More specifically, for the circuit shown, a first electrical sensor 20 of manifold absolute pressure is a source of first voltage EMAP which is linearly related to such pressure, and a second electrical sensor 21 of manifold absolute temperature may be a thermistor which provides a voltage linearly related to such temperature, through a resistor network 22. The voltage EMAP is divided by the network 22 to produce an output voltage EM' which is a linear function of instantaneous air-mass or density at inlet of air to the engine. A first amplifier A1 provides the output voltage EM which is one of the inputs to multiplier 13. The voltage product EMF' of multiplier 13 reflects instantaneous air-mass flow for the instantaneous effective throttle (12) setting and engine speed, and a second amplifier A2 provides a corresponding output voltage EMF for application to one of the voltage-multiplier inputs of a modulator 25, which is the source of EMOD.. The other voltage-multiplier input of modulator 25 receives an input voltage EE which is a function of engine speed (tachometer 26) and volumetric efficiency (network 27).

* [Task list]
**A.** According to the circuit description, what kind of device may the second electrical sensor 21 be?
**B.** Give the symbol of every quantity that the circuit description explicitly calls a voltage.
**C.** Extend the circuit description past its last sentence.

* [Listing]
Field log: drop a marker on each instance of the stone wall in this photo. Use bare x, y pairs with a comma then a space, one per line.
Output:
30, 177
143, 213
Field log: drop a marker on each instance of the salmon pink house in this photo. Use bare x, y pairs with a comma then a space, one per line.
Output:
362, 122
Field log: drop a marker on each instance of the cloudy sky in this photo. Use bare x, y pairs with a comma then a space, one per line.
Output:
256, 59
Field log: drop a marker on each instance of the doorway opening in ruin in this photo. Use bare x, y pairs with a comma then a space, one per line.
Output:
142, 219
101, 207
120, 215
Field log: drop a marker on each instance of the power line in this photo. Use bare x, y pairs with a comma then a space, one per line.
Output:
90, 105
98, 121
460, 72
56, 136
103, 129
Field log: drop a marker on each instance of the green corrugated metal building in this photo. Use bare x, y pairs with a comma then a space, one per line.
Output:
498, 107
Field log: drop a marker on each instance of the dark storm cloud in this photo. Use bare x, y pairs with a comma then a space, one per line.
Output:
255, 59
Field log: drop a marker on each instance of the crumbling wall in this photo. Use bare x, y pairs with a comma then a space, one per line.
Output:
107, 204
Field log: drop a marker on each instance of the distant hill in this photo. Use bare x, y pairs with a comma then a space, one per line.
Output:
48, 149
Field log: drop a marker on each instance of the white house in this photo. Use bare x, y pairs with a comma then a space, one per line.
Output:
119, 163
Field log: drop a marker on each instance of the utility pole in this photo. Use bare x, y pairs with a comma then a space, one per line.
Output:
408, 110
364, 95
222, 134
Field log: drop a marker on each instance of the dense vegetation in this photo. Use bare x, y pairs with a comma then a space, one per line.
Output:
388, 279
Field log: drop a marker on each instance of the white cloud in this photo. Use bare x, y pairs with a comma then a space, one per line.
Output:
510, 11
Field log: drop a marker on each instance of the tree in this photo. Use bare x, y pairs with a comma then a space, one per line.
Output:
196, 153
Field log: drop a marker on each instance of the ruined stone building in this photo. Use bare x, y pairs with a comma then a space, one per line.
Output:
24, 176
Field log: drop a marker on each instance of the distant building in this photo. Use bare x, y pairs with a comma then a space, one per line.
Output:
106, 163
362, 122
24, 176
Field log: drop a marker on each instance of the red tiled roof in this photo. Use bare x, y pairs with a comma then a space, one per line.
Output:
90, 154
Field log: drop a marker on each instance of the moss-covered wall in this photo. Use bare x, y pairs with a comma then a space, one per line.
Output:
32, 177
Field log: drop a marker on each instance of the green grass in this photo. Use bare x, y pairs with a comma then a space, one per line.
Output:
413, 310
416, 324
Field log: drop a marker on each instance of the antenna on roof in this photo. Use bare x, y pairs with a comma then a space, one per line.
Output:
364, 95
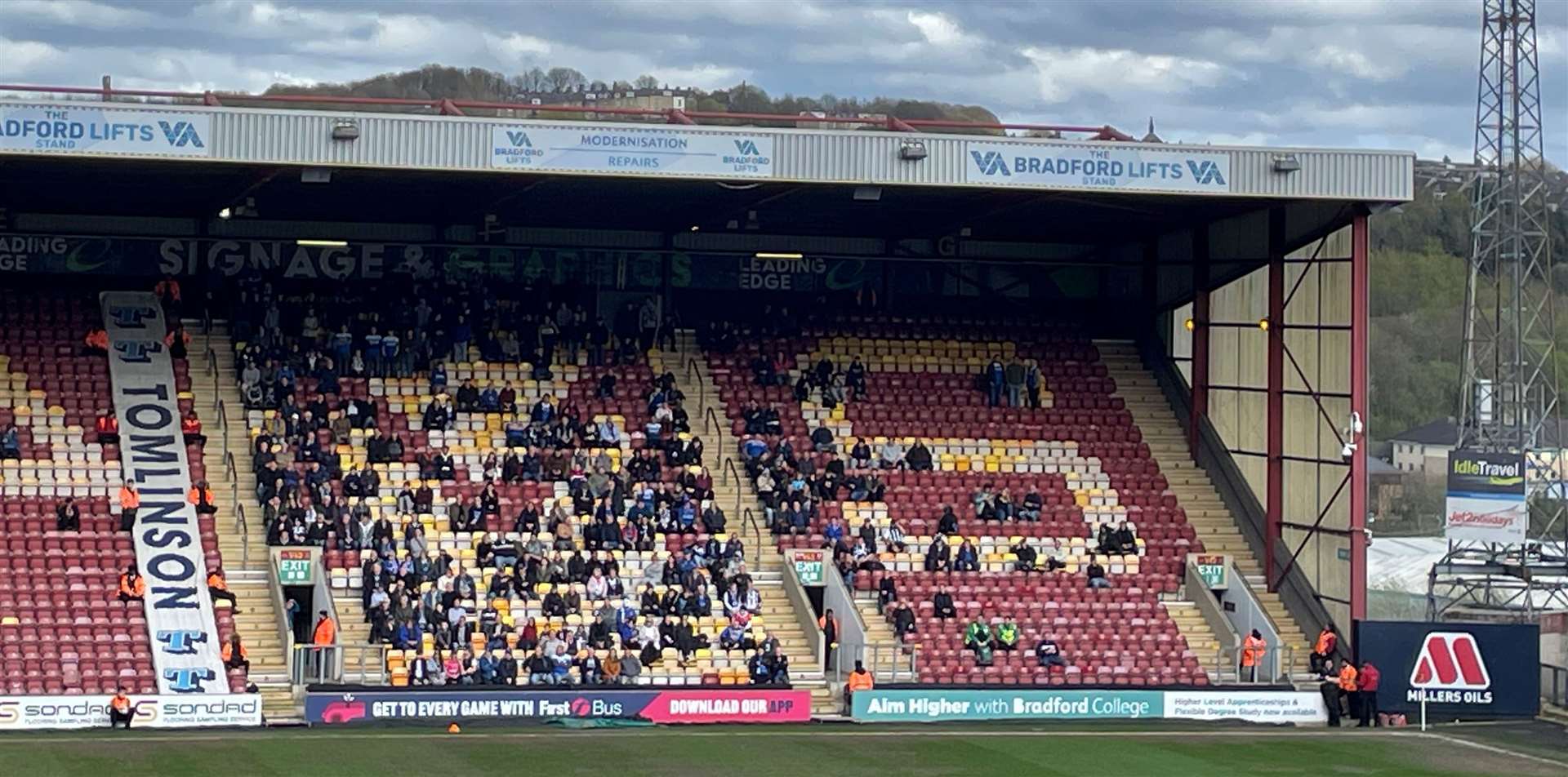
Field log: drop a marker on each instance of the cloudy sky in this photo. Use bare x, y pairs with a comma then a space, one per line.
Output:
1317, 73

* [Written responses]
**A.** A thermistor.

**B.** EMAP, EM', EM, EMF', EMF, EE

**C.**
Referring now to FIG. 2 wherein "VDD" will be understood to mean connection to the engine's regulated power supply (not shown in detail), about 8 volts; and legend indicates use of the engine alternator (not shown) to provide a tachometer function by reason of its frequency dependence upon engine rpm. This alternator voltage enters the signal-processing circuitry at a filter R1 -C1, so that the alternator output frequency in the voltage across an amplifier-input resistor R2 can be clean, i.e., free of high-frequency (rf) noise. High-gain amplification via a transistor Q1 converts the sinusoidal output of the alternator to a square-wave voltage (at alternator frequency) across a resistor R3. A capacitor C2 differentiates the square-wave voltage, producing a series of sharply defined positive pulses; after diode clipping at D2, only the negative voltage pulses remain across a resistor R4, for recycle-triggering of an integrated circuit IC1, which may be of the type-555 variety, connected for operation as a monostable multivibrator. Circuit constants are suitably selected so that such triggering results from cut-off of each rising multivibrator voltage at about the 2/3 VDD point.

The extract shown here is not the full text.